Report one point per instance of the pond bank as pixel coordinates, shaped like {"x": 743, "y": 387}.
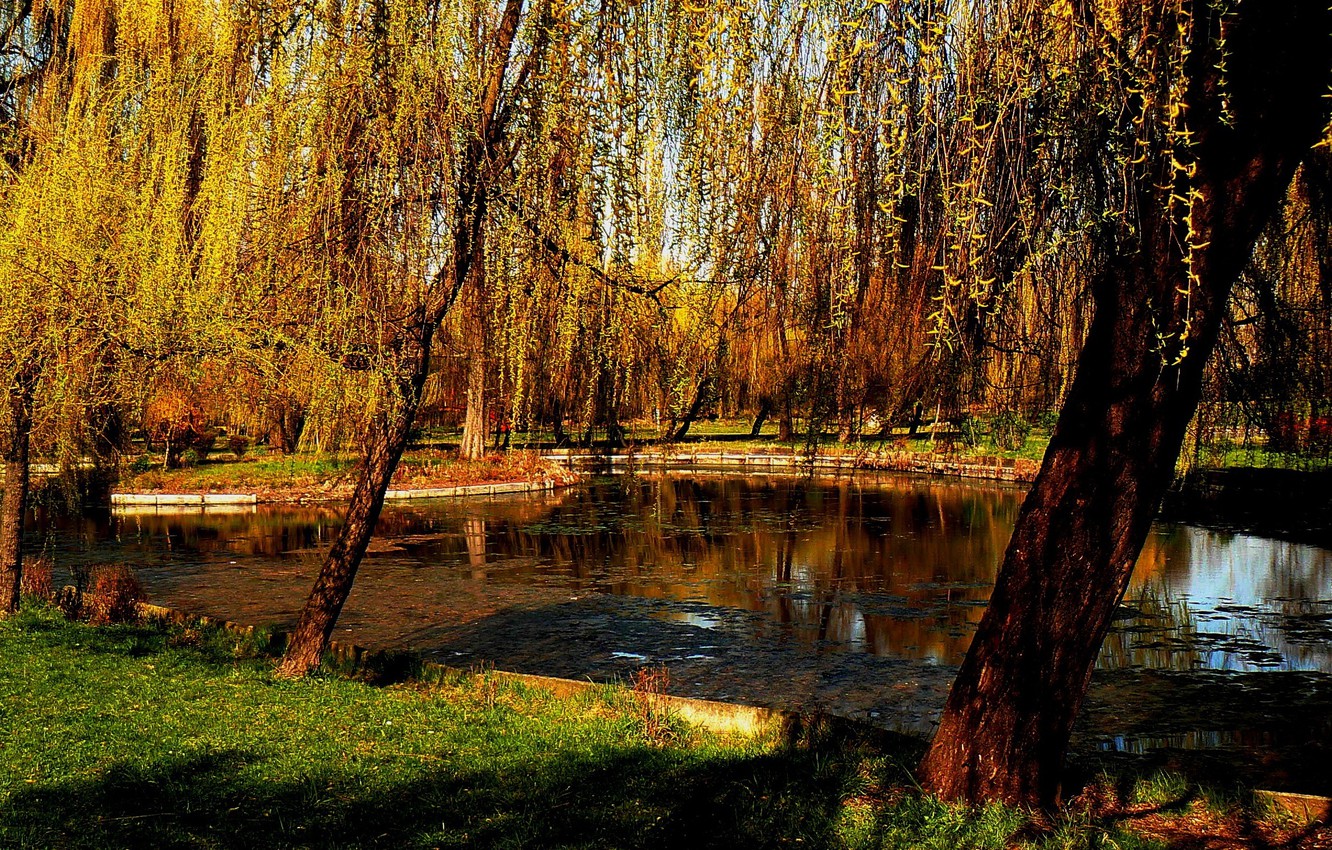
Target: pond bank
{"x": 211, "y": 500}
{"x": 331, "y": 478}
{"x": 1143, "y": 701}
{"x": 229, "y": 756}
{"x": 989, "y": 468}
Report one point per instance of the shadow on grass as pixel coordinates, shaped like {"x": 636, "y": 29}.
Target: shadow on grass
{"x": 629, "y": 798}
{"x": 614, "y": 793}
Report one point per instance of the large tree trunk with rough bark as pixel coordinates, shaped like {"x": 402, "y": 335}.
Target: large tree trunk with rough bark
{"x": 390, "y": 430}
{"x": 1008, "y": 717}
{"x": 15, "y": 501}
{"x": 386, "y": 441}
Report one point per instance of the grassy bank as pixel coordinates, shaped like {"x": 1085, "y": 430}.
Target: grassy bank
{"x": 291, "y": 477}
{"x": 171, "y": 737}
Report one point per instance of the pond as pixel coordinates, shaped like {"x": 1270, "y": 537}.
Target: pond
{"x": 855, "y": 596}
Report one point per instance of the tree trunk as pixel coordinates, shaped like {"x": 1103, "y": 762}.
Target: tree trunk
{"x": 288, "y": 423}
{"x": 701, "y": 396}
{"x": 1008, "y": 717}
{"x": 15, "y": 501}
{"x": 385, "y": 444}
{"x": 474, "y": 426}
{"x": 786, "y": 424}
{"x": 765, "y": 408}
{"x": 390, "y": 430}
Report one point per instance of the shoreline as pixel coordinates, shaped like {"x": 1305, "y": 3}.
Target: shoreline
{"x": 231, "y": 500}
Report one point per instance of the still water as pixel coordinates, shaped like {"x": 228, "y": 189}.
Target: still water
{"x": 889, "y": 566}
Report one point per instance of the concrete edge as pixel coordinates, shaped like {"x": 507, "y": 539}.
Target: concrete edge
{"x": 183, "y": 498}
{"x": 718, "y": 717}
{"x": 211, "y": 500}
{"x": 504, "y": 488}
{"x": 987, "y": 469}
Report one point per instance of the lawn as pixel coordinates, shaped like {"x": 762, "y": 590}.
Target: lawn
{"x": 175, "y": 737}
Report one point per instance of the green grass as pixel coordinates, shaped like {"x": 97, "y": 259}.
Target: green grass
{"x": 165, "y": 737}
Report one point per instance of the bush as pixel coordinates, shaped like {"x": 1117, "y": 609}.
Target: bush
{"x": 237, "y": 445}
{"x": 113, "y": 596}
{"x": 36, "y": 581}
{"x": 1010, "y": 430}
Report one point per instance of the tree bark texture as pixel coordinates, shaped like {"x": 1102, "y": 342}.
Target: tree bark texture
{"x": 474, "y": 425}
{"x": 15, "y": 501}
{"x": 388, "y": 438}
{"x": 389, "y": 433}
{"x": 1008, "y": 717}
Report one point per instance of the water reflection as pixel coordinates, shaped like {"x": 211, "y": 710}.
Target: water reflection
{"x": 894, "y": 566}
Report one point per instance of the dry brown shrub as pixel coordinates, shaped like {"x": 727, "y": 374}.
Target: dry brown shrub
{"x": 649, "y": 684}
{"x": 36, "y": 581}
{"x": 113, "y": 596}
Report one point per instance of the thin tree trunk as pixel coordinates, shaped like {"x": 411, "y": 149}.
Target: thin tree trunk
{"x": 474, "y": 426}
{"x": 386, "y": 441}
{"x": 701, "y": 396}
{"x": 765, "y": 408}
{"x": 15, "y": 501}
{"x": 786, "y": 424}
{"x": 1008, "y": 717}
{"x": 389, "y": 433}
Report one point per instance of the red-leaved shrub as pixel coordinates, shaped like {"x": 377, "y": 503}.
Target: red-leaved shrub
{"x": 113, "y": 596}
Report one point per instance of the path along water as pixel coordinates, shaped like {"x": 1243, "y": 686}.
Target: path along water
{"x": 855, "y": 596}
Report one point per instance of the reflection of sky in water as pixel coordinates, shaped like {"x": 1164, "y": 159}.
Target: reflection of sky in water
{"x": 1231, "y": 602}
{"x": 886, "y": 565}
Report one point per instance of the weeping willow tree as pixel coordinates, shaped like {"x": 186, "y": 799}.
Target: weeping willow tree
{"x": 1186, "y": 121}
{"x": 99, "y": 200}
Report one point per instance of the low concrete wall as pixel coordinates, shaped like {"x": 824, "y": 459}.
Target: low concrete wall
{"x": 721, "y": 717}
{"x": 987, "y": 468}
{"x": 473, "y": 489}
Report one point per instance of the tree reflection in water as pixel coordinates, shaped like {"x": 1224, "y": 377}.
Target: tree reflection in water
{"x": 895, "y": 566}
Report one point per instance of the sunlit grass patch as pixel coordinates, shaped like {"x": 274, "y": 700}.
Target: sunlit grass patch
{"x": 180, "y": 736}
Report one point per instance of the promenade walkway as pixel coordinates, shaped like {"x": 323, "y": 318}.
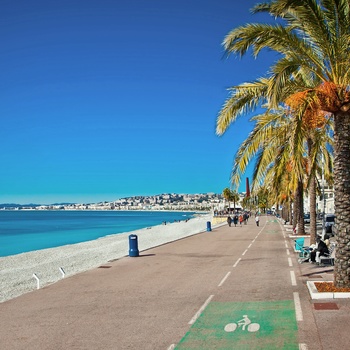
****
■ Set problem:
Copy out, character for character, the part of the listing above that opens with the line containing "Report one point per instance of the sunlit" and closes at the end of the listing, with both ends included. Leave the pictures out of your answer.

■ Solution for this exercise:
Report one point per instance of the sunlit grass patch as pixel coordinates, shaped like {"x": 274, "y": 700}.
Target: sunlit grass patch
{"x": 180, "y": 736}
Report one point per instance of the promenade walkway as pixel coordinates, shaped like {"x": 323, "y": 318}.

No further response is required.